Nothing in the data may be altered; restate all of it exactly.

→ Collected data:
+ + + + +
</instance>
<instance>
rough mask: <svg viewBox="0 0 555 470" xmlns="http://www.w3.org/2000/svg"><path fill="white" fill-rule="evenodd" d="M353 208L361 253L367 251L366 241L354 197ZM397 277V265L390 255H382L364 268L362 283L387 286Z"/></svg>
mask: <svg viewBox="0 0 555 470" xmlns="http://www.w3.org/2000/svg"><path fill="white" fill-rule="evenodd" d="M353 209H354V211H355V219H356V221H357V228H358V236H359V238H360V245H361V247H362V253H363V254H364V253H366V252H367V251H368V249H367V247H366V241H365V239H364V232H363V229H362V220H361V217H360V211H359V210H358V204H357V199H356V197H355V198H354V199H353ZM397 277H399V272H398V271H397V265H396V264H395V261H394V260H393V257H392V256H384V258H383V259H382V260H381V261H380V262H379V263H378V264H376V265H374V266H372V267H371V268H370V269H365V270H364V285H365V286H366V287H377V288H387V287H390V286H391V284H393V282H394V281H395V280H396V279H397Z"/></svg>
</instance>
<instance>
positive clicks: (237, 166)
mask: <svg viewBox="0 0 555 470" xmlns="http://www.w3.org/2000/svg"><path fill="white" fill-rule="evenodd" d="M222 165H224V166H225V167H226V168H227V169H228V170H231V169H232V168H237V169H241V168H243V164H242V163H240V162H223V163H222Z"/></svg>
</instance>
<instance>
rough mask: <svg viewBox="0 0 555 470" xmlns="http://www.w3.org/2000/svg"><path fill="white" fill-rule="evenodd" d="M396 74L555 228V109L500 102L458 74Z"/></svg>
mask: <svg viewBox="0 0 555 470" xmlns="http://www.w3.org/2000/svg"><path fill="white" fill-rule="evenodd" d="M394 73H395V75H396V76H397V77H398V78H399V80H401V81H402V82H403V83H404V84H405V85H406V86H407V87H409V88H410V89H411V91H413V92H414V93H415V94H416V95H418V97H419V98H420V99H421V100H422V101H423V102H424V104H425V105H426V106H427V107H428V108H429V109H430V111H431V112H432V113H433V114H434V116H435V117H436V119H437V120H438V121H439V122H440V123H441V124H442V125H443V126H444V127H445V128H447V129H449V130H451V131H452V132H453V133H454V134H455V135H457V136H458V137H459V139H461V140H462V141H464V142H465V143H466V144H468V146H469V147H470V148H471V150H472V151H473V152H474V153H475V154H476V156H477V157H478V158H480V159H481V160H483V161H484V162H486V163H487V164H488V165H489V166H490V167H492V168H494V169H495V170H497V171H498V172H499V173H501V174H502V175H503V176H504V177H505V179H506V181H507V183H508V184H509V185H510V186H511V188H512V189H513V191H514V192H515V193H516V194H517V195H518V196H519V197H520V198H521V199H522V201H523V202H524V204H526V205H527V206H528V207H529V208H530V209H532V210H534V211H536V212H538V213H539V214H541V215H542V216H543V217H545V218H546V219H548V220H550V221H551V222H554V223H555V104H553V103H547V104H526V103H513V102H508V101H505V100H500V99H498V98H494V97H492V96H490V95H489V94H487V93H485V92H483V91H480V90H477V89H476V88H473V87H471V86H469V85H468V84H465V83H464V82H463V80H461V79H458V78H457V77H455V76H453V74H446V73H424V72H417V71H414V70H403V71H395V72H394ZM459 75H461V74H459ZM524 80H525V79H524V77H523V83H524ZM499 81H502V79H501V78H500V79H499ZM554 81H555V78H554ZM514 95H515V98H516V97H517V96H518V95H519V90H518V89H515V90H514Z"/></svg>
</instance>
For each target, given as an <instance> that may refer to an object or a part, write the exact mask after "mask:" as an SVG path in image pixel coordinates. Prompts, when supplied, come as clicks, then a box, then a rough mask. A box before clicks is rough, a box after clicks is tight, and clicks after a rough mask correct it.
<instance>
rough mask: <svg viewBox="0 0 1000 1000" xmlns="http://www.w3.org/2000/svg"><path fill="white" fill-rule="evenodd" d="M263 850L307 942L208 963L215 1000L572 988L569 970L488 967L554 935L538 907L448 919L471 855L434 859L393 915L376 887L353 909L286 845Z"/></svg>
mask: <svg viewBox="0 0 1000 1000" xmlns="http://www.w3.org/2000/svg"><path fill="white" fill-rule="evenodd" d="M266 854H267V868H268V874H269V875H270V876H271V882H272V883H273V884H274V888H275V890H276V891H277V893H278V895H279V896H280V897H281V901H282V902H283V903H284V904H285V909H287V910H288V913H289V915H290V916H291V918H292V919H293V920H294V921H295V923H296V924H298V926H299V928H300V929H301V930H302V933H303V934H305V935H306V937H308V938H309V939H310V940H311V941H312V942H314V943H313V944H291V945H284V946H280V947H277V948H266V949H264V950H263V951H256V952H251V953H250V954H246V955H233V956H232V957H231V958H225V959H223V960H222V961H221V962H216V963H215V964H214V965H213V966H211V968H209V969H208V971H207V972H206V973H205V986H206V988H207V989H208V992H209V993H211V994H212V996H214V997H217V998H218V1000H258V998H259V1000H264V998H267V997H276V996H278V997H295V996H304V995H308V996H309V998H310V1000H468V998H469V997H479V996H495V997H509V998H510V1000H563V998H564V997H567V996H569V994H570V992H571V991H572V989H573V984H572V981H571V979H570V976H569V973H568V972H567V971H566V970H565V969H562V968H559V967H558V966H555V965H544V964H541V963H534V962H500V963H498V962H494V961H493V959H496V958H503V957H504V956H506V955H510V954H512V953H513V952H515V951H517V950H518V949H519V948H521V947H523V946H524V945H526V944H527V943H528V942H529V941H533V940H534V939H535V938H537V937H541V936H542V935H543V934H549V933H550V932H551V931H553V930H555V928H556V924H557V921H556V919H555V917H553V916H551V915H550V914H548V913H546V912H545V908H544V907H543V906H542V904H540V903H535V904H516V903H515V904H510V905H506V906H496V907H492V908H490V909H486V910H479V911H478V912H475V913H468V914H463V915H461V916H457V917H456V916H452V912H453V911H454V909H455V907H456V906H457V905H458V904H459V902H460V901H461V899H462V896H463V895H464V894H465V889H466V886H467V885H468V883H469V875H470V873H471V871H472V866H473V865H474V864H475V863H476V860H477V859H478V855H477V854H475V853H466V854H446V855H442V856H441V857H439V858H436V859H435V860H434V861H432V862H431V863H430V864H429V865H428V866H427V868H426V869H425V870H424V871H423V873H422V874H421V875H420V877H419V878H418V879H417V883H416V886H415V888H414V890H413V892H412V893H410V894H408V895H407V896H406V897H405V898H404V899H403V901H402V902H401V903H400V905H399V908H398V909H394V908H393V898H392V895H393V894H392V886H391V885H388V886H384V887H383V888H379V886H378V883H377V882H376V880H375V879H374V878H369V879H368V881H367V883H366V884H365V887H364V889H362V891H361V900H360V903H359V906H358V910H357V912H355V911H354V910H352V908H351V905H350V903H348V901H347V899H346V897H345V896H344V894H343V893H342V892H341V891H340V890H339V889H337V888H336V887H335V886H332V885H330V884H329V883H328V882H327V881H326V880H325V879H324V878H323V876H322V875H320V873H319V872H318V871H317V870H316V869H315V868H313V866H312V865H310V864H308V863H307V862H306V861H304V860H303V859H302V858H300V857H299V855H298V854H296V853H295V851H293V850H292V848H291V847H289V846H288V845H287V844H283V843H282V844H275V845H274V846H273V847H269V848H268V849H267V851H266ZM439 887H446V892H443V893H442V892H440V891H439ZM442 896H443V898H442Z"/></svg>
+ + + + +
→ Solution to this problem:
</instance>
<instance>
rough mask: <svg viewBox="0 0 555 470" xmlns="http://www.w3.org/2000/svg"><path fill="white" fill-rule="evenodd" d="M353 208L361 253L367 251L366 241L354 197ZM397 277V265L390 255H382L364 268L362 283L387 286Z"/></svg>
mask: <svg viewBox="0 0 555 470" xmlns="http://www.w3.org/2000/svg"><path fill="white" fill-rule="evenodd" d="M353 209H354V211H355V219H356V221H357V228H358V236H359V238H360V245H361V247H362V253H363V254H364V253H366V252H367V251H368V249H367V247H366V241H365V239H364V232H363V229H362V220H361V217H360V211H359V210H358V204H357V199H356V197H355V198H354V199H353ZM397 277H399V272H398V271H397V265H396V264H395V261H394V260H393V257H392V256H384V258H383V259H382V260H381V261H380V262H379V263H378V264H376V265H374V266H372V267H371V268H370V269H365V270H364V285H365V286H366V287H377V288H387V287H390V286H391V284H393V282H394V281H395V280H396V279H397Z"/></svg>
</instance>
<instance>
positive clicks: (237, 166)
mask: <svg viewBox="0 0 555 470" xmlns="http://www.w3.org/2000/svg"><path fill="white" fill-rule="evenodd" d="M222 165H224V166H225V167H226V168H227V169H228V170H231V169H232V168H237V169H241V168H243V164H242V163H240V162H223V163H222Z"/></svg>
</instance>
<instance>
rough mask: <svg viewBox="0 0 555 470" xmlns="http://www.w3.org/2000/svg"><path fill="white" fill-rule="evenodd" d="M396 74L555 228V109L500 102L458 74Z"/></svg>
mask: <svg viewBox="0 0 555 470" xmlns="http://www.w3.org/2000/svg"><path fill="white" fill-rule="evenodd" d="M394 73H395V75H396V76H397V77H398V78H399V80H401V81H402V82H403V83H404V84H405V85H406V86H407V87H409V88H410V89H411V91H413V92H414V93H415V94H416V95H418V97H419V98H420V99H421V100H422V101H423V102H424V104H425V105H426V106H427V107H428V108H429V109H430V111H431V112H432V113H433V114H434V116H435V117H436V119H437V120H438V121H439V122H440V123H441V124H442V125H443V126H444V127H445V128H447V129H449V130H451V131H452V132H453V133H454V134H455V135H457V136H458V137H459V139H461V140H462V141H464V142H465V143H466V144H468V146H469V147H470V148H471V150H472V151H473V152H474V153H475V154H476V156H477V157H478V158H480V159H481V160H483V161H484V162H486V163H487V164H488V165H489V166H490V167H492V168H494V169H495V170H497V171H498V172H499V173H501V174H502V175H503V176H504V177H505V179H506V181H507V183H508V184H509V185H510V186H511V188H512V189H513V191H514V192H515V193H516V194H517V195H518V196H519V197H520V198H521V199H522V201H523V202H524V204H526V205H527V206H528V207H529V208H530V209H532V210H534V211H536V212H538V213H539V214H541V215H542V216H543V217H545V218H546V219H548V220H550V221H551V222H554V223H555V104H553V103H547V104H526V103H513V102H508V101H505V100H500V99H498V98H494V97H492V96H490V95H489V94H487V93H485V92H483V91H480V90H477V89H476V88H473V87H471V86H469V85H468V84H465V83H464V82H463V80H461V79H458V78H457V77H455V76H453V74H446V73H424V72H417V71H414V70H403V71H395V72H394ZM459 75H461V74H459ZM524 80H525V79H524V77H523V83H524ZM499 81H502V79H501V78H500V79H499ZM554 81H555V78H554ZM514 95H515V98H516V97H517V96H518V95H519V90H518V89H515V90H514Z"/></svg>
</instance>
For each target, given as an <instance> that may refer to an object or a part, write the exact mask after "mask:" as an SVG path in image pixel coordinates. Prompts, when supplied, come as clicks, then a box, then a rough mask. A box before clicks is rough, a box after clicks is tight, and clicks after a rough mask correct it.
<instance>
rough mask: <svg viewBox="0 0 1000 1000" xmlns="http://www.w3.org/2000/svg"><path fill="white" fill-rule="evenodd" d="M263 850L307 942L208 963L215 1000L572 988L569 970L488 967L554 935L538 907L448 919L471 855L434 859L393 915L376 887L353 909L286 845Z"/></svg>
mask: <svg viewBox="0 0 1000 1000" xmlns="http://www.w3.org/2000/svg"><path fill="white" fill-rule="evenodd" d="M266 854H267V868H268V874H269V875H270V876H271V882H272V883H273V884H274V888H275V890H276V891H277V893H278V895H279V896H280V897H281V901H282V902H283V903H284V904H285V909H287V910H288V913H289V915H290V916H291V918H292V919H293V920H294V921H295V923H296V924H298V926H299V928H300V929H301V930H302V933H303V934H305V935H306V937H308V938H309V939H310V940H311V941H312V942H314V943H313V944H291V945H284V946H280V947H277V948H266V949H264V950H263V951H256V952H251V953H250V954H246V955H233V956H232V957H231V958H225V959H223V960H222V961H221V962H216V963H215V964H214V965H213V966H211V968H209V969H208V971H207V972H206V973H205V986H206V988H207V989H208V992H209V993H211V994H212V996H214V997H217V998H218V1000H258V998H259V1000H264V998H267V997H276V996H278V997H295V996H304V995H308V996H309V998H310V1000H468V998H469V997H479V996H495V997H509V998H510V1000H563V998H564V997H567V996H569V994H570V992H571V991H572V989H573V984H572V981H571V979H570V976H569V973H568V972H567V971H566V970H565V969H562V968H559V967H558V966H555V965H544V964H541V963H534V962H500V963H498V962H494V961H493V959H496V958H503V957H504V956H506V955H510V954H512V953H513V952H515V951H517V950H518V949H519V948H521V947H523V946H524V945H526V944H527V943H528V942H529V941H533V940H534V939H535V938H537V937H541V936H542V935H543V934H549V933H550V932H551V931H553V930H555V928H556V924H557V921H556V919H555V917H553V916H551V915H550V914H548V913H546V912H545V908H544V907H543V906H542V904H540V903H535V904H516V903H515V904H510V905H506V906H496V907H492V908H490V909H486V910H479V911H478V912H475V913H468V914H463V915H461V916H457V917H456V916H452V912H453V911H454V909H455V907H456V906H457V905H458V904H459V902H460V901H461V899H462V896H463V895H464V894H465V889H466V886H467V885H468V883H469V875H470V873H471V871H472V866H473V865H474V864H475V863H476V860H477V859H478V855H477V854H475V853H466V854H446V855H442V856H441V857H439V858H436V859H435V860H434V861H432V862H431V863H430V864H429V865H428V866H427V868H426V869H425V870H424V871H423V873H422V874H421V875H420V877H419V878H418V879H417V883H416V886H415V888H414V890H413V892H412V893H410V894H408V895H407V896H406V897H405V898H404V899H403V901H402V902H401V903H400V905H399V908H398V909H394V908H393V898H392V895H393V894H392V886H391V885H388V886H384V887H383V888H379V886H378V883H377V882H376V880H375V879H374V878H369V879H368V881H367V883H366V884H365V887H364V889H362V891H361V900H360V903H359V906H358V910H357V912H355V911H354V910H352V908H351V905H350V903H348V901H347V899H346V897H345V896H344V894H343V893H342V892H341V891H340V890H339V889H337V888H336V887H335V886H332V885H330V884H329V883H328V882H327V881H326V880H325V879H324V878H323V876H322V875H320V873H319V872H318V871H317V870H316V869H315V868H313V866H312V865H310V864H308V863H307V862H306V861H304V860H303V859H302V858H300V857H299V855H298V854H296V853H295V851H293V850H292V848H291V847H289V846H288V845H287V844H283V843H282V844H275V845H274V846H273V847H269V848H268V849H267V851H266ZM439 887H446V892H443V893H442V892H440V891H439ZM442 896H443V898H442Z"/></svg>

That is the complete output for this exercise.